Would you write out the listing verbatim and skip every picture in it?

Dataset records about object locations
______________________________
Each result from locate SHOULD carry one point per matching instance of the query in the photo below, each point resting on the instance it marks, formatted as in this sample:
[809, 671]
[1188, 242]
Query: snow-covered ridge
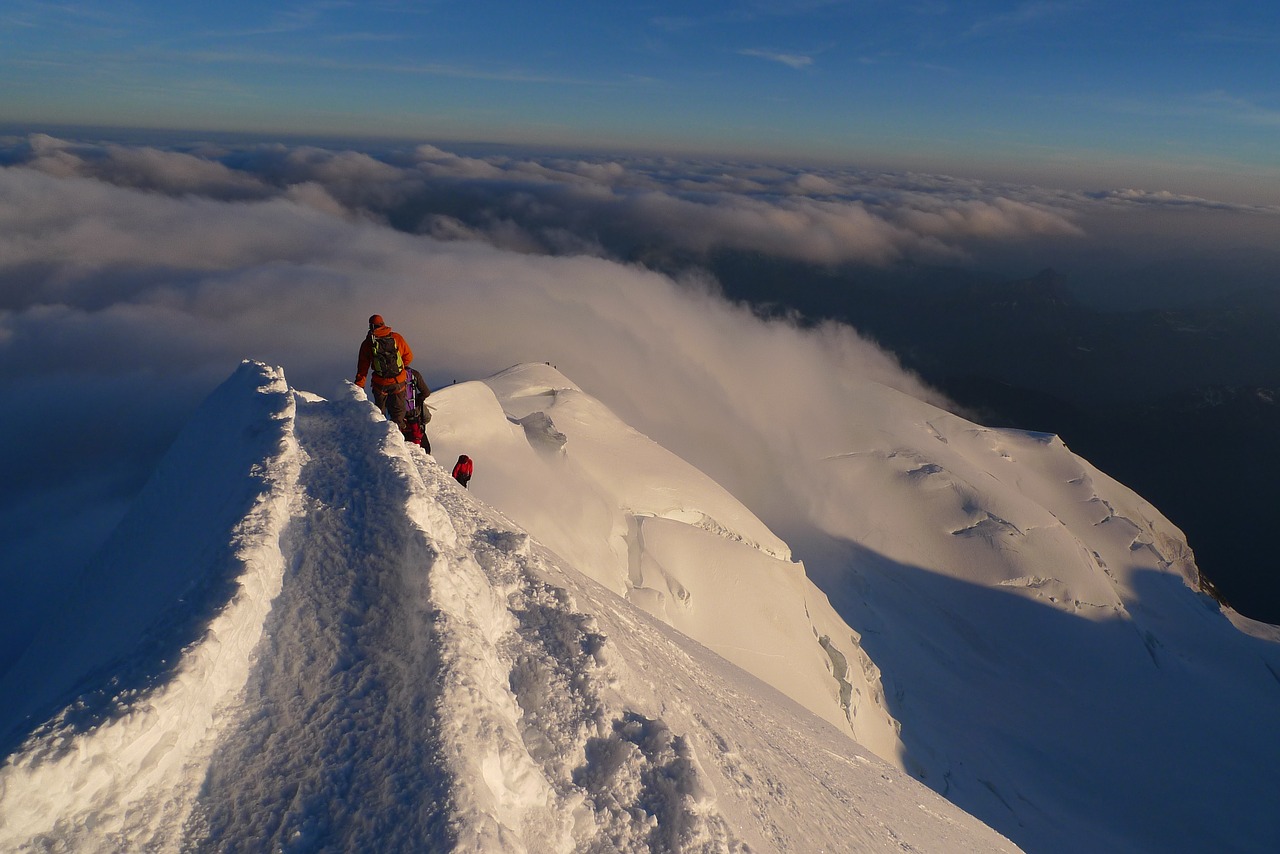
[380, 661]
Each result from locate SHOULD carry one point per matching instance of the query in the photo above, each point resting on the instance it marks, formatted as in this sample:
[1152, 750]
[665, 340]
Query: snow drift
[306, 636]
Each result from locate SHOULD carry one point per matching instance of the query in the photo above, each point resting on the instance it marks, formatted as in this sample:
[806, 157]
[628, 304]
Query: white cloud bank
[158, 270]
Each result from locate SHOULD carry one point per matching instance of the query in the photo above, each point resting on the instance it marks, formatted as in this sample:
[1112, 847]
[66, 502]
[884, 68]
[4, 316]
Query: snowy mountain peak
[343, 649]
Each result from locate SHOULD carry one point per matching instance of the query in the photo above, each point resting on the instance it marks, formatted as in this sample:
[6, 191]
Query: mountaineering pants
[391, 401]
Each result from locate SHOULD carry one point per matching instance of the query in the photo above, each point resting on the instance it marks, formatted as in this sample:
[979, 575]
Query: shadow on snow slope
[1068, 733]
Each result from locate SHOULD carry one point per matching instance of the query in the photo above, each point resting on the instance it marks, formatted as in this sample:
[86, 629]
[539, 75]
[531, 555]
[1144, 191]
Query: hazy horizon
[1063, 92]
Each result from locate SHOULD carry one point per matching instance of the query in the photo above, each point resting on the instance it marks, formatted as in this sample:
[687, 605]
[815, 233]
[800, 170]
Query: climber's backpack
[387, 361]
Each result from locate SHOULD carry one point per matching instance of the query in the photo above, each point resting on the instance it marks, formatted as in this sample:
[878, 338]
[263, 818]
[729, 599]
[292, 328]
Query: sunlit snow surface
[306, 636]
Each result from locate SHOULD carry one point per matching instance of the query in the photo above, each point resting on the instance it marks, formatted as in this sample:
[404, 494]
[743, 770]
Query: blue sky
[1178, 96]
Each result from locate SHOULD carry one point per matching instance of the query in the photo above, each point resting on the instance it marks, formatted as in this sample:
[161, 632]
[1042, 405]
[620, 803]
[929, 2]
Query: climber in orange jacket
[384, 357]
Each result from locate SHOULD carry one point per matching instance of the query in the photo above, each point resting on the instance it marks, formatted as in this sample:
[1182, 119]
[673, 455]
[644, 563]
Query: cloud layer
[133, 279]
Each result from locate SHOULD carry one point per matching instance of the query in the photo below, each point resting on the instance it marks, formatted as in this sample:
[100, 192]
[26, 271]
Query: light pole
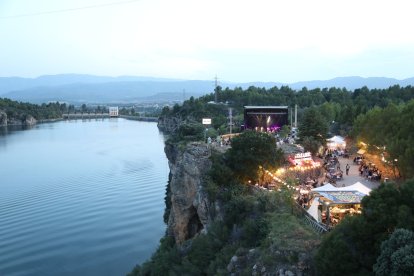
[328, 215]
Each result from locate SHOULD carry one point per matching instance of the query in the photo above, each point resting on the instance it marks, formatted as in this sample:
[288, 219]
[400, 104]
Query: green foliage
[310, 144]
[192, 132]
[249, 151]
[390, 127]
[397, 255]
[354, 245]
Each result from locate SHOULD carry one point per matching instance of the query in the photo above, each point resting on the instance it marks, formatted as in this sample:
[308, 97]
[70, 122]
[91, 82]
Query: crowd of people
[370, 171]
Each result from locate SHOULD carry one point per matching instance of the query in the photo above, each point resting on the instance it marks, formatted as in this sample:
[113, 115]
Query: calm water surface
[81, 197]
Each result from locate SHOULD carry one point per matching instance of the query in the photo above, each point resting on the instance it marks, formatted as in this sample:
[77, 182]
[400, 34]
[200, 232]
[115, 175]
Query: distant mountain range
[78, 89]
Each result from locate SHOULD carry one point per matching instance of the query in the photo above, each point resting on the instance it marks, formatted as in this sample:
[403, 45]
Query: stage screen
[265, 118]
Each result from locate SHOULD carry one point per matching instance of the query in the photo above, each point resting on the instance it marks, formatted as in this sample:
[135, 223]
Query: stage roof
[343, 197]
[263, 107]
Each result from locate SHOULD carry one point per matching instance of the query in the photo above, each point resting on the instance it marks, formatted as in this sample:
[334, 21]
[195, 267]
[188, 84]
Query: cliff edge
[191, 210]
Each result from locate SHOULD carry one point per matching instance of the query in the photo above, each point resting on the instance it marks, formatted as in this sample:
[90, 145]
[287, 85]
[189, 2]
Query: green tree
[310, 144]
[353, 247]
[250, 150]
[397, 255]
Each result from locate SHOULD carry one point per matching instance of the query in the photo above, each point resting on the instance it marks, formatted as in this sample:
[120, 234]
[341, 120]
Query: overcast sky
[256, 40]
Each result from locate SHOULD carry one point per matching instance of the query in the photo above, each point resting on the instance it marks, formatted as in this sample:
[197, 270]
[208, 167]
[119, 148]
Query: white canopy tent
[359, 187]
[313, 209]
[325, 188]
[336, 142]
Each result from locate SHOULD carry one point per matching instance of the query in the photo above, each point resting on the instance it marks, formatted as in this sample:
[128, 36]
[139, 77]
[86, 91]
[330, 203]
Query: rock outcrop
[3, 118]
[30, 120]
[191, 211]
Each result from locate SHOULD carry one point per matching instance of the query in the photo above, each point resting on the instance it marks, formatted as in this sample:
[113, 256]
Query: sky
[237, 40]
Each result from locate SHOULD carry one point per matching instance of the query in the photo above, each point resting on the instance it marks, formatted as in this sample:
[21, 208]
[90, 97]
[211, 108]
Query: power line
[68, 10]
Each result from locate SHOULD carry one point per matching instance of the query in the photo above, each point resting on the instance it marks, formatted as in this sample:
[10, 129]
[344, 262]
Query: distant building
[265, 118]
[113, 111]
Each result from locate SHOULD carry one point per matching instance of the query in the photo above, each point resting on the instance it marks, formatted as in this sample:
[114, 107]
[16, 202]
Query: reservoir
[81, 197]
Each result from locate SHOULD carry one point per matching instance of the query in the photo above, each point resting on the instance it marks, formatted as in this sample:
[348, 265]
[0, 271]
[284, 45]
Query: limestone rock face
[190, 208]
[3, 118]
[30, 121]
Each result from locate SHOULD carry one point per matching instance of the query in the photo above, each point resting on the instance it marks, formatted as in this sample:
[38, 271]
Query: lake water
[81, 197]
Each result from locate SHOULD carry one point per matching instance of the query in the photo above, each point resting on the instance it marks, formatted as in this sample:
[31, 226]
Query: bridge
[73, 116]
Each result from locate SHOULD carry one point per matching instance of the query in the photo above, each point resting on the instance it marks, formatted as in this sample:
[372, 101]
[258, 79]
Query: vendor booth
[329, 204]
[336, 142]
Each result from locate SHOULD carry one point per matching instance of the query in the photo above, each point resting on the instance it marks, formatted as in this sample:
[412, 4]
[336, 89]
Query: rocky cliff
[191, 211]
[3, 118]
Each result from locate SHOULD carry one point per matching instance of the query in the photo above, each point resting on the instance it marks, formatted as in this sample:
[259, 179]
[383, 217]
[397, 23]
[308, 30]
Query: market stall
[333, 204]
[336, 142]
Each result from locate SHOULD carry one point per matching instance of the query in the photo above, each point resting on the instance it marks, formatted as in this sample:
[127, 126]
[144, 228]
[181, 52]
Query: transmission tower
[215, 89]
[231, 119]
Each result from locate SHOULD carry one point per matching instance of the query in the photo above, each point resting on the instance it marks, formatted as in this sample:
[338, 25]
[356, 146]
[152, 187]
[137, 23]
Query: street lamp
______________________________
▶ [Worked solution]
Each result from locate SHOULD carry one point per matching instance of the query in the photo below, each point resting on the instance it marks, formatted as in this sample:
[809, 671]
[1188, 242]
Query: snow-covered ridge
[380, 661]
Each result from locate SHOULD carry one point per matching instance of the query in the photo above, each point resting on the instance it marks, formatted as in this sample:
[1152, 750]
[665, 340]
Query: snow drift
[306, 636]
Each result from locate SHOULD carry one point per matching instance of the query in the photo above, each point resting on the instance it marks, formatted as in this sample:
[806, 157]
[628, 304]
Query: white cloud bank
[158, 270]
Each result from locate SHOULD carry one point per matching instance of the query in the photo above, each point resting on the instance it marks, formatted as in this sample:
[1112, 847]
[66, 502]
[884, 68]
[4, 316]
Query: snowy mountain peak
[343, 649]
Each result from locate SHOULD carry one point per matching instance of the query in the photo above, each point resting on the instance it marks, formatted as in this sample:
[6, 191]
Query: mountaineering pants
[391, 401]
Each result from locate SHOULD carry one point per matching instance of the query in the photo above, each point resting on the instance it marks, formatted as in this sample:
[979, 575]
Query: shadow on snow slope
[1068, 733]
Each result from locate SHOULD carry one point per matching instance of the query in the photo above, each point resting on the instance it marks, formatted as in this sample:
[86, 629]
[539, 75]
[531, 555]
[1144, 191]
Query: hazy horizon
[1063, 92]
Each result from locate SHOULD carry one point per matching instance of the query in the photo above, each point resting on the instance it marks, formatted as in this sample:
[687, 605]
[815, 233]
[800, 170]
Query: climber's backpack
[387, 361]
Each result from locate SHOULD carry one point per matching instance of the query in the photo above, each point resting on the instance it marks, formatted as in this sample:
[878, 338]
[263, 818]
[729, 599]
[292, 328]
Query: sunlit snow surface
[306, 636]
Each result from locate SHOULD carry one point per matching instance of the query in the photo above, each point resting on the instance it marks, formatted as in this sample:
[404, 494]
[743, 770]
Query: blue sky
[1178, 96]
Each result from locate SHOULD carry one point per matching instance of the query in the photo above, each point resting on the instance it marks, formatted as in this sample:
[161, 632]
[1042, 405]
[620, 803]
[929, 2]
Query: climber in orange jacket
[384, 357]
Each result from locate SHOULD carry one point per matching instance of the query in the photo above, each point resting on the instance it marks, formatted as in this sample:
[1182, 119]
[673, 455]
[644, 563]
Query: cloud layer
[133, 279]
Each result from locate SHOULD carry one point per matching instance of the query in the photo below, each point resting on the instance it marks, formatted as in this sample:
[100, 192]
[26, 271]
Query: light pole
[328, 215]
Each result from locate SHOULD carry one point per matching instance of the query in the photo above, each point resting on the instance it marks, formatted as in this sample:
[288, 219]
[400, 104]
Query: green foliage
[310, 144]
[192, 132]
[249, 151]
[390, 127]
[397, 255]
[354, 245]
Each result from locate SHOULD carry one point per matching instance of the query in the photo above, each point resting on the instance it marks, formatted as in this sample:
[308, 97]
[70, 122]
[91, 82]
Query: crowd of people
[370, 171]
Each result from locate SHOULD carry one point per matching instance of the query in the photo above, each point resting on the instance it marks, formatted as in this sample:
[113, 115]
Query: calm water surface
[81, 197]
Each result from locate SHOULD carry one point per matching instance of the query in the photo above, each point resting on the instance it marks, formatted as in this sample:
[77, 182]
[400, 34]
[200, 232]
[115, 175]
Query: distant mountain range
[78, 89]
Each result from locate SHOULD carry one point per matching instance of the query in the photo above, each point resting on the instance it marks, formatted as in this sample:
[403, 45]
Query: stage screen
[265, 118]
Each result from locate SHOULD carry one point per matching instance of the query in the photo above, each point resting on the instance it marks, formatted as in this sample:
[135, 223]
Query: stage roof
[343, 197]
[263, 107]
Each result from locate SHOULD carry one point per matching instance of the query in the photo above, each point resting on the instance it marks, formatted as in this sample:
[334, 21]
[195, 267]
[188, 84]
Query: cliff edge
[191, 210]
Each result from locate SHOULD carry one point per matching instance of the query in the photo above, each point resting on the instance it marks, formatted as in this sample:
[90, 145]
[287, 85]
[189, 2]
Query: green tree
[310, 144]
[353, 247]
[250, 150]
[397, 255]
Each result from locate SHOULD carry one point per matching instance of the query in the photo above, each point resting on the instance it marks, formatted as in this sample:
[120, 234]
[341, 120]
Query: overcast sky
[256, 40]
Each result from locate SHOULD carry one point per matching instance of the query in the photo above, each point resting on the instance it marks, formatted as in this sample:
[197, 270]
[208, 167]
[119, 148]
Query: white canopy tent
[359, 187]
[313, 209]
[325, 188]
[336, 142]
Each result from locate SHOULD carry one point per matching instance of the query in the photo above, each point resting on the instance it marks, formatted as in this sample:
[128, 36]
[139, 77]
[86, 91]
[330, 203]
Query: rock outcrop
[3, 118]
[30, 120]
[191, 211]
Each result from locate SHOULD carry one point per matching instance of the query in the photo above, each point resting on the instance it marks, formatted as in this sample:
[113, 256]
Query: sky
[237, 40]
Each result from locate SHOULD carry one point per matching instance of the query in the photo above, each point resting on the instance it marks, formatted as in this sample:
[21, 208]
[90, 97]
[211, 108]
Query: power line
[68, 10]
Each result from locate SHOULD carry one point per matching instance of the query in the photo above, each point resting on the instance it marks, formatted as in this sample:
[10, 129]
[344, 262]
Query: distant building
[265, 118]
[113, 111]
Each result from locate SHOULD carry one point per matching instance of the query in the photo above, each point resting on the instance it marks, formatted as in this sample:
[114, 107]
[16, 202]
Query: reservoir
[81, 197]
Each result from locate SHOULD carry one point per matching instance of the query in the photo above, each point resting on the instance it marks, formatted as in this sample:
[348, 265]
[0, 271]
[284, 45]
Query: limestone rock face
[190, 208]
[3, 118]
[30, 121]
Each result from locate SHOULD carry one point per matching instance of the query in the photo above, each point resting on the instance it marks, formatted as in this sample:
[38, 271]
Query: lake water
[81, 197]
Each result from locate SHOULD carry one point per matching instance of the query in the photo above, each point resting on the instance it marks, formatted as in this sample:
[31, 226]
Query: bridge
[73, 116]
Each result from locate SHOULD carry one point per matching instance of the query in the photo above, each point resting on the instance it marks, formatted as in this sample:
[372, 101]
[258, 79]
Query: vendor booth
[329, 204]
[336, 142]
Each result from locate SHOULD carry one point per matching instance of the query in the photo above, each point resting on the instance it marks, formatted as in this sample:
[412, 4]
[336, 89]
Query: rocky cliff
[191, 211]
[3, 118]
Each result from locate SHOULD carry one point per matching instance of the query in the photo above, each point resting on the instance it marks, formatted as in this sample:
[259, 179]
[383, 217]
[397, 23]
[308, 30]
Query: market stall
[333, 204]
[336, 142]
Each result from locate SHOULD carry one point per matching instance of the query in the photo above, each point resting on the instance it marks, formatted as in this sample:
[127, 126]
[144, 228]
[181, 52]
Query: transmission tower
[215, 89]
[231, 119]
Each result from locate SHOULD carry one point per matching instance of the query in the photo above, each point resting on the instance it marks, formatted as in this sample:
[338, 25]
[356, 146]
[152, 187]
[137, 23]
Query: street lamp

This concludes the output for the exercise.